_WORK TO COMPLETE_
One range is to be output from the listing below, exactly as written: the line with "the man with" to the line with "the black cardigan", both kept.

▬▬▬▬▬▬

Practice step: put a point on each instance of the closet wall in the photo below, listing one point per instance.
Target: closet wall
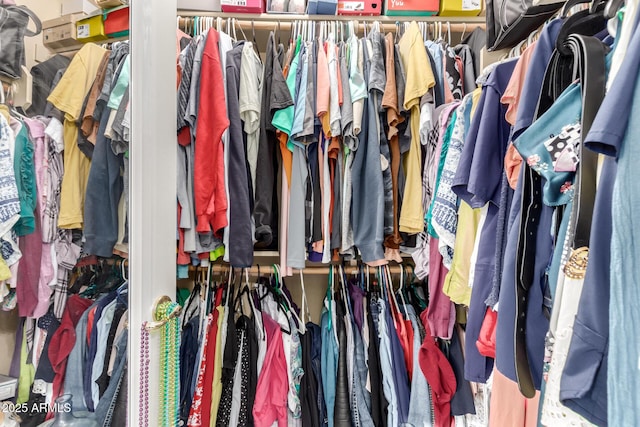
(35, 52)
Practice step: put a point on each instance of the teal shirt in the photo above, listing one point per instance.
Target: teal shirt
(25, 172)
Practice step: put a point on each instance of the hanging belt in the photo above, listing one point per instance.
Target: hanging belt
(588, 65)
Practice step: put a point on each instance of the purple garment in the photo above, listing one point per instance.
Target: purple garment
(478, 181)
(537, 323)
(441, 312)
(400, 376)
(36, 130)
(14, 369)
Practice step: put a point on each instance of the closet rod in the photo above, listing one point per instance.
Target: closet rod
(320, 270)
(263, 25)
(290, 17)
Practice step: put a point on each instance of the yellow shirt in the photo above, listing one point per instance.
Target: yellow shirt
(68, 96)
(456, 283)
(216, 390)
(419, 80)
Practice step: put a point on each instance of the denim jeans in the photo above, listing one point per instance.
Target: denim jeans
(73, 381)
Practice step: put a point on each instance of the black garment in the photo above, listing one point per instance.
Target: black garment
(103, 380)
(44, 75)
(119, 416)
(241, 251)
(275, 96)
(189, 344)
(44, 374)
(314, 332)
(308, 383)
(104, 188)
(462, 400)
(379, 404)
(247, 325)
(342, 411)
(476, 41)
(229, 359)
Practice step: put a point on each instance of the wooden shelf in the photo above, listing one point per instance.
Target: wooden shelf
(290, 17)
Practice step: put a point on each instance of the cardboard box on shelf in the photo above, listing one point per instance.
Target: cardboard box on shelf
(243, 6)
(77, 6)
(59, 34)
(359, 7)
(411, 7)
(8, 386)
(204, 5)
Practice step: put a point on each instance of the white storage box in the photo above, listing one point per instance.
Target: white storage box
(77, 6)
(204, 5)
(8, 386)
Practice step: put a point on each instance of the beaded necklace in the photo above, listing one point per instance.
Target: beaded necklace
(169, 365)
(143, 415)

▬▬▬▬▬▬

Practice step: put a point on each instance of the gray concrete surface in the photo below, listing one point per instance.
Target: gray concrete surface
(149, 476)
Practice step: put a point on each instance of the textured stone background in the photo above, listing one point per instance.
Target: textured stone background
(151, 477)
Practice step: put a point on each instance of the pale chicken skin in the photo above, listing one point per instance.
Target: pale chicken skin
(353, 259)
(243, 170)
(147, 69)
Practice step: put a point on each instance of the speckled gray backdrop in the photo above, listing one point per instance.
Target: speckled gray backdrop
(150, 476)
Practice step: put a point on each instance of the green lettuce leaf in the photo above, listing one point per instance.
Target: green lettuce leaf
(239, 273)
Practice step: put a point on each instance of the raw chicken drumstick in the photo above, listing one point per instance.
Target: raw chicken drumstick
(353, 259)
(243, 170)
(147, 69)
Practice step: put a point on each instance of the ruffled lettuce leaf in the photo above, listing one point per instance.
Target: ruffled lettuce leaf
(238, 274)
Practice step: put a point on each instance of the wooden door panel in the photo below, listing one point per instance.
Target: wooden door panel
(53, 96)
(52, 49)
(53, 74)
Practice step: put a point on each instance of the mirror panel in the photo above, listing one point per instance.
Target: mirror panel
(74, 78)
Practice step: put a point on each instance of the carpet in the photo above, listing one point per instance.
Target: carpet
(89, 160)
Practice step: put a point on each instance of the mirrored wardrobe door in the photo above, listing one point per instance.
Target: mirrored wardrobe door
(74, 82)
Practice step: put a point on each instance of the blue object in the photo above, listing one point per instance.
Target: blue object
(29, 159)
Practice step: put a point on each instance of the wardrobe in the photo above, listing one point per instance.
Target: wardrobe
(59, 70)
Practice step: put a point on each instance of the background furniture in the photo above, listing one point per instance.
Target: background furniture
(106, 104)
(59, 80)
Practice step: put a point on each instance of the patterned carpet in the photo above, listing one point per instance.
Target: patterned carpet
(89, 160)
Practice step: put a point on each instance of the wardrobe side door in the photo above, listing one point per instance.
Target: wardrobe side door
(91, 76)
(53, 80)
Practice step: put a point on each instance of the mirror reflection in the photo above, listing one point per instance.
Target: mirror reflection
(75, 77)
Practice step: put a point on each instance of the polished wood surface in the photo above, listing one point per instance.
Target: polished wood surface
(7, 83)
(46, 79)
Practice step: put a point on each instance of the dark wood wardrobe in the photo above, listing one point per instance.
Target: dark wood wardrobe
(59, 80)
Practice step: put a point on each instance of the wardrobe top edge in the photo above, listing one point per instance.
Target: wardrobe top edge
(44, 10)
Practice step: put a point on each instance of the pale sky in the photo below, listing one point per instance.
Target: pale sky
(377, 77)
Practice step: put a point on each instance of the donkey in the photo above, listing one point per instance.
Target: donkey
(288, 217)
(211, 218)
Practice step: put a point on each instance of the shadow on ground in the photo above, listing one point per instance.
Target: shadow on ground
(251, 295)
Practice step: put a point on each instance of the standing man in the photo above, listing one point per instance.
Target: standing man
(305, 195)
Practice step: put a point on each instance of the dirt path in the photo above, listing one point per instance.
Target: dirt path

▬▬▬▬▬▬

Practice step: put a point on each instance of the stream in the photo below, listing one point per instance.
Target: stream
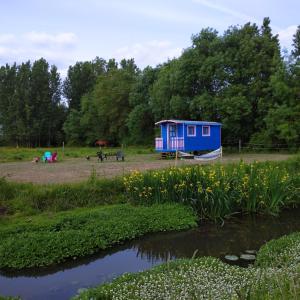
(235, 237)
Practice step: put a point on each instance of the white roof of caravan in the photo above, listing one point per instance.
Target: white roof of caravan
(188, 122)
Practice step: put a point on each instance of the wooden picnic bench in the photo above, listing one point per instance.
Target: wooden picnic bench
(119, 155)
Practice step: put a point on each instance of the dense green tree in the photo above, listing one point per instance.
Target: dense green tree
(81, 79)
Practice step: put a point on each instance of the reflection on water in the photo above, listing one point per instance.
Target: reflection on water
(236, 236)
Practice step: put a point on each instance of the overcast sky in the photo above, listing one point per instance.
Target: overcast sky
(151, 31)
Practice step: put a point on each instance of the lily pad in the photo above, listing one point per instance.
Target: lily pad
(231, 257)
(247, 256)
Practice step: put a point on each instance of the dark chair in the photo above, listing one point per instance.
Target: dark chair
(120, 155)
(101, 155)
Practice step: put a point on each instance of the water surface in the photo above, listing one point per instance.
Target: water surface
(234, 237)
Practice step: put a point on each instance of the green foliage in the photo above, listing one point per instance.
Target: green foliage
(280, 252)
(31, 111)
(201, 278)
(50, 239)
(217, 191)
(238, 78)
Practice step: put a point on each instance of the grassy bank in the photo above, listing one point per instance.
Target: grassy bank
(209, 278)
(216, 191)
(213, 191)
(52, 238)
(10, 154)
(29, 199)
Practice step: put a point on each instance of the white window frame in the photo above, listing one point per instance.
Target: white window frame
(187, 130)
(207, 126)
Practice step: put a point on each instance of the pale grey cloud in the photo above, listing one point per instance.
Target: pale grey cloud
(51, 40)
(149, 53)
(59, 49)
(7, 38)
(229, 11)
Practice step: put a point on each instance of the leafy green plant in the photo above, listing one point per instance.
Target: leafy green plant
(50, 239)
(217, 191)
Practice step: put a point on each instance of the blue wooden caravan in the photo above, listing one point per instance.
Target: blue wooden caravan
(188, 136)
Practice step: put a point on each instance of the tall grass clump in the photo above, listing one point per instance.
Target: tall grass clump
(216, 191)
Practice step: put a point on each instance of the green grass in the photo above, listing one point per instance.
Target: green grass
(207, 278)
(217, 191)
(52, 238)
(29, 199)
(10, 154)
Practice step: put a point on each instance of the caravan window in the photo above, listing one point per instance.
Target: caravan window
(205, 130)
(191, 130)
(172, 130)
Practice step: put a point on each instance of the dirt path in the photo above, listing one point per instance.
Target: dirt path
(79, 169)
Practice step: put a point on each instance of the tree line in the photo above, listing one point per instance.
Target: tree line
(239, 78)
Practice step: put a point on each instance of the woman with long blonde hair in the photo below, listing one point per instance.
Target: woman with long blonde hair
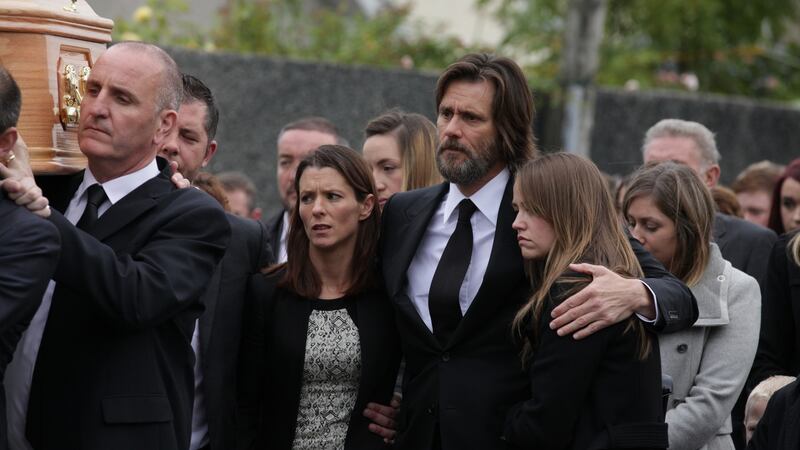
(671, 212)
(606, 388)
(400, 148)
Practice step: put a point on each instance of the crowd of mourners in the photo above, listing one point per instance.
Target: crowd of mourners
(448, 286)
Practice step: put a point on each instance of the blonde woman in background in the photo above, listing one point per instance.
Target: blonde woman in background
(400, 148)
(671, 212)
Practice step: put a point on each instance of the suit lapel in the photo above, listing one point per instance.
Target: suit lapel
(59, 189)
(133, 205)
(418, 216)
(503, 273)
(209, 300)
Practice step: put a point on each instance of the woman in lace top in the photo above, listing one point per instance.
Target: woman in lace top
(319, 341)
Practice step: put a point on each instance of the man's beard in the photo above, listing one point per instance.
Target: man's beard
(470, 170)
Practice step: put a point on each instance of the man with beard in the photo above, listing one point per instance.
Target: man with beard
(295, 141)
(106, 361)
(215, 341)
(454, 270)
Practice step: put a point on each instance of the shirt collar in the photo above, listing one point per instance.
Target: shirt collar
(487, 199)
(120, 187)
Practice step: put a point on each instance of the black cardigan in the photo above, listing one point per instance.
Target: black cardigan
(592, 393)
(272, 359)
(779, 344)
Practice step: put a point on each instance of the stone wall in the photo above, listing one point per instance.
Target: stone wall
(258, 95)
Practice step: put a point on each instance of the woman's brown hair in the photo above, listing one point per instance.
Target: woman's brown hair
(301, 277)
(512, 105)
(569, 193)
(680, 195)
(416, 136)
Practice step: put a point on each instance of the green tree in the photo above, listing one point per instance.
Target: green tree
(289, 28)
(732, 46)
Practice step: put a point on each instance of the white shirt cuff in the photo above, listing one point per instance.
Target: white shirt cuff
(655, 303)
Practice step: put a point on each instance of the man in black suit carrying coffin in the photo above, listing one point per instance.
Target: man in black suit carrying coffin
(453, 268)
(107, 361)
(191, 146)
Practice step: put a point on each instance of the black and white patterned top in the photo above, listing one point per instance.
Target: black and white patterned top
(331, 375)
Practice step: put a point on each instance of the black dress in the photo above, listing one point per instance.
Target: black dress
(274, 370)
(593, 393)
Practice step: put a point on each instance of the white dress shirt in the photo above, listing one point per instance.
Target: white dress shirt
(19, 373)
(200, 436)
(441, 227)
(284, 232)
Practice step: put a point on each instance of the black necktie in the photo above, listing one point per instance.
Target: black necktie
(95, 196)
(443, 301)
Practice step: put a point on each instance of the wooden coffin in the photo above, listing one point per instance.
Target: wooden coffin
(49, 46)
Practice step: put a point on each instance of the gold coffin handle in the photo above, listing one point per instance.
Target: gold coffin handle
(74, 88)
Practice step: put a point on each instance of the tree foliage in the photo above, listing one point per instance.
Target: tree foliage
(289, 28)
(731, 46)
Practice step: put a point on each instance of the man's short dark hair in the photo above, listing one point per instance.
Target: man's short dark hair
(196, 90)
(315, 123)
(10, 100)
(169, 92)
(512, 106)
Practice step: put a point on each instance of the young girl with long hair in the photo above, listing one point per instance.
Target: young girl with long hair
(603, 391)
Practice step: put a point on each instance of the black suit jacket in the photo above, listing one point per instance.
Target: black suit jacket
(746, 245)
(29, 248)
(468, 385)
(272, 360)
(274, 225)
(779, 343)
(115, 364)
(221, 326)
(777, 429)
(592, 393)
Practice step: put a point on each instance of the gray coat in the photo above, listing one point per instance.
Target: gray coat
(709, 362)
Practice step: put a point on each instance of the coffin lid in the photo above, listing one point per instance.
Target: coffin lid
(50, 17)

▬▬▬▬▬▬

_EXERCISE RESPONSE_
Practice step: put a point on each instance of the man with beard in the photo above, listing one point per instance.
Target: man with beard
(295, 141)
(106, 361)
(215, 341)
(454, 270)
Practice step: put a point on each instance of the shirt collar in the photo above, listing one point per instance.
Target: shirt collar
(487, 199)
(120, 187)
Practice step: put a point on each instance of the black cardigan in the photo above, listing one point per instance.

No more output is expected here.